I have a 5 night certificate that expires in July 2010.  I called Marriott last week asking about extending this certificate because I want to use it for New Year's week, which is 5 months beyond the expiration date.  The Marriott rep told me that they still routinely extend the certificates for 1 year.  In fact, she told me to wait until early July to do it as the extended year will run from the date Marriott does it -- thus, I would get until July 2011.  This way, she reasoned, if I don't use it for New Year's week, I still would have it for use in the summer of 2011.  I sure hope she is right as I need the certificate extended.


----------



## pwrshift (Jan 26, 2010)

If you have sufficient points I suggest you buy 2 five night packages AND two business class seats to some romantic never seen before places, wherever that might be. Imagine going, as DaveM did, to NZ and Australia first or business class with stays in very special hotels on MR pkgs.  Just work out the 'cash' costs of such trips and you might see where I'm coming from. 

I find hotels better than most TS for this as they are usually in the centre of a world class city ... while TS can be several miles out of the action. To me, as 'romantic' as it is, Hawaii seems less than spectacular compared to world class historic cities like Rome, Paris, London, Sydney, Hong Kong, etc. You might not want to go on a 20 hour air trip to NZ, but believe me it's a lot nicer in an upgraded class where you can use the airport lounges in between.

= = =

• Request a:
Extract everything in the Marriott certificate thread from "I find hotels" down to "lounges in between.", word for word.

= = =

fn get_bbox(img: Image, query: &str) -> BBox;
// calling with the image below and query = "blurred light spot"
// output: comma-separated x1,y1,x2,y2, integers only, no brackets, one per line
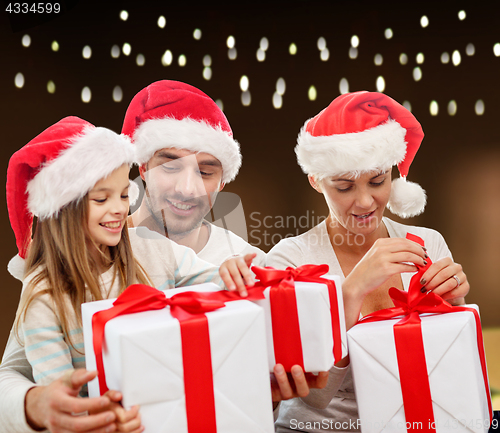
241,90,252,107
135,54,146,66
47,80,56,93
82,86,92,103
375,76,385,92
203,66,212,81
240,75,250,92
161,50,173,66
429,101,439,116
276,78,286,95
474,99,484,116
14,72,24,89
82,45,92,59
413,66,422,81
339,78,349,95
259,37,269,51
122,42,132,56
21,35,31,48
113,86,123,102
448,100,457,116
307,86,318,101
273,92,283,109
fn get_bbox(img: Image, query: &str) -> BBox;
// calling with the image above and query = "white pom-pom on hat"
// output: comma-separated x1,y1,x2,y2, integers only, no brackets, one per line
387,177,427,218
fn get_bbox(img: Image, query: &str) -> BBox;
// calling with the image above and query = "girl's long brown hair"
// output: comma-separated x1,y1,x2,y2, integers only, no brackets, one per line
15,195,152,350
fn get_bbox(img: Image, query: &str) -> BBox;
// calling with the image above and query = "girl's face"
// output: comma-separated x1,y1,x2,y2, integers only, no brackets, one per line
88,164,130,247
309,170,391,235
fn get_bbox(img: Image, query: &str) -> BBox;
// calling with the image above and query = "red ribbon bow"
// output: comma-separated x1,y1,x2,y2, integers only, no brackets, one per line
92,284,232,433
252,265,342,371
358,233,492,433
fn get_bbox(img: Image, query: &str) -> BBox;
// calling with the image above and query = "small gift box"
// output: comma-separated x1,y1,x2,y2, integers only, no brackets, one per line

= = =

• Request b:
Copy everything in the listing from its first line down to and including the line containing "15,195,152,350". Leave out the pictures.

• Exercise answer a:
I find hotels better than most TS for this as they are usually in the centre of a world class city ... while TS can be several miles out of the action. To me, as 'romantic' as it is, Hawaii seems less than spectacular compared to world class historic cities like Rome, Paris, London, Sydney, Hong Kong, etc. You might not want to go on a 20 hour air trip to NZ, but believe me it's a lot nicer in an upgraded class where you can use the airport lounges in between.

• Exercise answer b:
fn get_bbox(img: Image, query: &str) -> BBox;
// calling with the image below and query = "blurred light spot"
// output: comma-separated x1,y1,x2,y2, integers only, no brackets, one per line
241,90,252,107
135,54,146,66
47,80,56,93
82,86,92,103
375,76,385,92
203,66,212,81
240,75,250,92
161,50,173,66
429,101,439,116
276,78,286,95
474,99,484,116
14,72,24,89
82,45,92,59
413,66,422,81
339,78,349,95
259,37,269,51
122,42,132,56
21,35,31,48
113,86,123,102
448,100,457,116
307,86,318,101
273,92,283,109
fn get_bbox(img: Image, query: &str) -> BBox;
// calling with the image above and query = "white pom-pom on hat"
// output: comma-separated x1,y1,x2,y2, integers only, no brackets, one per line
387,177,427,218
fn get_bbox(img: Image, query: &str) -> BBox;
// calling with the image above and query = "girl's long brown hair"
// output: comma-separated x1,y1,x2,y2, integers only, no brackets, one per line
15,195,152,350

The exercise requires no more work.